SUPPLIED RECORDS |
===============
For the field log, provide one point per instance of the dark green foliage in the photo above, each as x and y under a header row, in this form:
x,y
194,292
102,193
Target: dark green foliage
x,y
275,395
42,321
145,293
===============
WHAT TO DO |
Every one of the entries must be printed exactly.

OUTPUT OF THE TASK |
For the field log, provide one point per instance of the dark green foliage in the photo above, each as x and y under a header row, in this form:
x,y
194,292
102,193
Target: dark green foliage
x,y
275,395
42,321
145,293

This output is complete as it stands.